◆ TEXT SEGMENT:

Title: Before Sushi: The Archaeology of Farming and Fishing in Early Japan
Series: Unearthing Japanese Archaeology - Re-discovering ancient Japan through contemporary studies
Speaker: Mark Hudson, Researcher, Archaeolinguistic Research Group, Department of Archaeology, Max Planck Institute of Geoanthropology
Format: Hybrid: Sala A, Ca’ Vendramin - Ca’ Foscari University; ZOOM
Registration is available until March 05 at 8 p.m. (CET, Italy) through this link.
You will receive a participation link on the 05th of March after 9 pm. If you do not receive the link, please send an email to gesshin@unive.it
Date: 06 March 2023 (Monday)
Time: 15:45 (CET, Italy)
Organized by: in collaboration with Professor Silvia Vesco (Ca’ Foscari University), organized by Claudia Zancan (PhD Student Ca’ Foscari University), Sara Visani, Sara Piantella and Samuele Parisio, Student Association GESSHIN, Ca’ Foscari University of Venice - Department of Asian and North African Studies
For more information and reservations: gesshin@unive.it
https://www.unive.it/data/agenda/4/70764
Abstract
Sushi has become one of the most globalised foods in the contemporary world, yet it is also symbolic of what is often perceived of as the ‘traditional’ Japanese diet and food culture based on rice and fish. This talk will use archaeology to re-evaluate and critique such ideas. Japan was one of the last places in temperate Eurasia to adopt full-scale agriculture. Resistance to farming was one characteristic of Japanese prehistory, complicating assumptions that rice was adopted with minimal disturbance in the Bronze Age Yayoi period. The agriculture that reached Japan after 1000 BC was a highly globalised Eurasian system including millets, barley and wheat as well as rice. Prunus arboriculture also took on great importance by the Late Yayoi. Pigs and chickens were present by the first millennium BC, but the role of domesticated animals in Japanese agropastoralism remains poorly understood. Based on the speaker’s recent research, the talk will focus especially on archaeological and historical evidence for the use of wheat, Prunus fruits, chickens and wild fowl, and fishing. Despite recent advances in Japanese archaeobotany and zooarchaeology, many questions remain as to how the various elements of the premodern subsistence economy came together. The talk will argue that the commercialisation of premodern food resources, a process that seems to have begun as early as the Bronze Age, was a key factor that deserves more attention.

◆ EXERCISE PROMPT: Translate this sentence from the lecture announcement into Spanish: "Japan was one of the last places in temperate Eurasia to adopt full-scale agriculture." These entries have no connection to the lecture announcement.

◆ Point localization data:
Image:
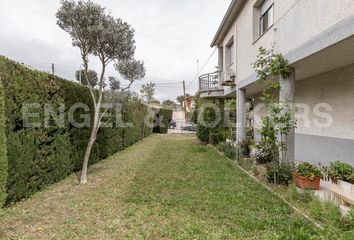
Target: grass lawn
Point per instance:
(167, 187)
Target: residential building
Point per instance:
(317, 38)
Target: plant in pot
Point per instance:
(340, 171)
(307, 176)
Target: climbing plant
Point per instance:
(280, 119)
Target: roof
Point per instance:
(227, 21)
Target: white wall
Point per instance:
(329, 99)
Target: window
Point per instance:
(267, 17)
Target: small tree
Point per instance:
(148, 91)
(168, 104)
(103, 36)
(180, 99)
(114, 84)
(91, 74)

◆ RESULT BELOW: Japón fue uno de los últimos lugares de la Eurasia templada en adoptar la agricultura a gran escala.